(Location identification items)
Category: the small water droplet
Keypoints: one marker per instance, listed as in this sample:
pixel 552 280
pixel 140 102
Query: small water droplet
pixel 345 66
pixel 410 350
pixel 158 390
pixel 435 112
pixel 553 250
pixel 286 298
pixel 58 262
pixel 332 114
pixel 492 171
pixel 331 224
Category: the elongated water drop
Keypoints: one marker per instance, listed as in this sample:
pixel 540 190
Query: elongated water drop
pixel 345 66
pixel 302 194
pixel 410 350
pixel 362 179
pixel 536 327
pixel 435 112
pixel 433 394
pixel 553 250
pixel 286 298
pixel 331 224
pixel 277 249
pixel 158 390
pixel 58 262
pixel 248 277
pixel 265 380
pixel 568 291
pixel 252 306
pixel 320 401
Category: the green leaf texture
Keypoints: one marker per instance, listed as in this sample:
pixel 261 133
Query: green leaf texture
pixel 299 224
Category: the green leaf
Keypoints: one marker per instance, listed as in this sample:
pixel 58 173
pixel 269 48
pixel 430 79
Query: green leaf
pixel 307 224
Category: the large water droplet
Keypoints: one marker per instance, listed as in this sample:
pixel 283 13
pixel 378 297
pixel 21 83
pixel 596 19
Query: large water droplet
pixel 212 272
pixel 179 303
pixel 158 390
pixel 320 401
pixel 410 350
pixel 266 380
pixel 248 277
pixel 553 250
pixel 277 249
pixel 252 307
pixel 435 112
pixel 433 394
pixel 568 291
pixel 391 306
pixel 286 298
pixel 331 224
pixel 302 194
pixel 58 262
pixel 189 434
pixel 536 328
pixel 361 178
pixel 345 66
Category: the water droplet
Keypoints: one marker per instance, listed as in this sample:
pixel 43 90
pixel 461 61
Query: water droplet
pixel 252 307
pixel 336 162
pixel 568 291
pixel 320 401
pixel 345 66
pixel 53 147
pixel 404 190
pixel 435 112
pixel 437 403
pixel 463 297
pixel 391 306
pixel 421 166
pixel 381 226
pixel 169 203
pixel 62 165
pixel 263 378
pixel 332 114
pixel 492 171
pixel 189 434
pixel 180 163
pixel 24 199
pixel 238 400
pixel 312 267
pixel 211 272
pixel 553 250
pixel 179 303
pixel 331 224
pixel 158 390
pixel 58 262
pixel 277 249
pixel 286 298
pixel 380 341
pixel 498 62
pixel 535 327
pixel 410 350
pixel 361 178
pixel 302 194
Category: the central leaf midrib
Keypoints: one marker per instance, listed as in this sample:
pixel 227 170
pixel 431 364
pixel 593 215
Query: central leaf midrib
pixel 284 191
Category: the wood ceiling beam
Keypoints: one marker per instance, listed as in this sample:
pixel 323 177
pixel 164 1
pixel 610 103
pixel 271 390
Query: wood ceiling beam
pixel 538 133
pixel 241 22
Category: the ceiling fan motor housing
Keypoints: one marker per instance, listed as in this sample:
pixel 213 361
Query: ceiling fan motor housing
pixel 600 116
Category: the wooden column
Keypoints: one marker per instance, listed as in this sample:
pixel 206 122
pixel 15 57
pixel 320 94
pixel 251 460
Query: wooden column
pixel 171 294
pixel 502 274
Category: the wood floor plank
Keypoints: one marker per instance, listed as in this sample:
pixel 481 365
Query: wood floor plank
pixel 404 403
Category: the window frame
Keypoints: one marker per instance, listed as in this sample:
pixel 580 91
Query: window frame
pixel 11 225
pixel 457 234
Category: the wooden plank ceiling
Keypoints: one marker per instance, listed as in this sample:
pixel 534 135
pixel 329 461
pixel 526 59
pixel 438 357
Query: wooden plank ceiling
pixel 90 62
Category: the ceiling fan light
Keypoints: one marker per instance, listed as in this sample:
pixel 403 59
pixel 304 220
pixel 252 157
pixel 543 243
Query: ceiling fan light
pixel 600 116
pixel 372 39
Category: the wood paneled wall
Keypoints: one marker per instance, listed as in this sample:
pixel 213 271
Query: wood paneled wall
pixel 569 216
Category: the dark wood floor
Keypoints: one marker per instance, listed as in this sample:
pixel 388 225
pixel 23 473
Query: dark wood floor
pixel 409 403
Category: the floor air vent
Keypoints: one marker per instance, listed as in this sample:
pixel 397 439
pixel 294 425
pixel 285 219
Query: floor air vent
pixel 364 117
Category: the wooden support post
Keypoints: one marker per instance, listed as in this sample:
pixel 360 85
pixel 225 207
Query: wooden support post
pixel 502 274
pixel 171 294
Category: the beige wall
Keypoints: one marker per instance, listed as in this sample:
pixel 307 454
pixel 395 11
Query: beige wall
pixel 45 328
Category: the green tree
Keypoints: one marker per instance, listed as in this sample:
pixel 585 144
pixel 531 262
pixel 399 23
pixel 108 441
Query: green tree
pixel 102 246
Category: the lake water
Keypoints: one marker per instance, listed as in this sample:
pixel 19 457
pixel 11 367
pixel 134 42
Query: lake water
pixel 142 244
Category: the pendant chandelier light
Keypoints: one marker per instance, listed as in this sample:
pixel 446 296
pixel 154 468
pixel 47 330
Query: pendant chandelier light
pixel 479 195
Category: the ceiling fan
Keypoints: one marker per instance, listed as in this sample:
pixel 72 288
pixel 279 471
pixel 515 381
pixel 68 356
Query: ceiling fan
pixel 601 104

■ **Task details**
Only the lines from the one that contains "Category: the beige wall" to the end of the data should be output, exactly as they appear.

■ **Solution**
Category: the beige wall
Keypoints: one marker per instance, listed as in this sample:
pixel 307 454
pixel 395 11
Query: beige wall
pixel 45 328
Category: the green tree
Keypoints: one marker per instance, listed as in this sample:
pixel 585 144
pixel 531 262
pixel 399 23
pixel 108 441
Query: green tree
pixel 102 246
Category: the lake water
Keypoints: one marker per instance, listed as in this sample:
pixel 19 457
pixel 11 367
pixel 134 42
Query: lake water
pixel 142 244
Category: the pendant chandelier light
Keypoints: one marker per instance, listed as in this sample:
pixel 446 296
pixel 154 468
pixel 47 330
Query: pendant chandelier light
pixel 479 195
Category: the ceiling fan
Keypoints: one marker per instance, listed as in this sample:
pixel 72 288
pixel 279 471
pixel 515 381
pixel 68 356
Query: ceiling fan
pixel 601 104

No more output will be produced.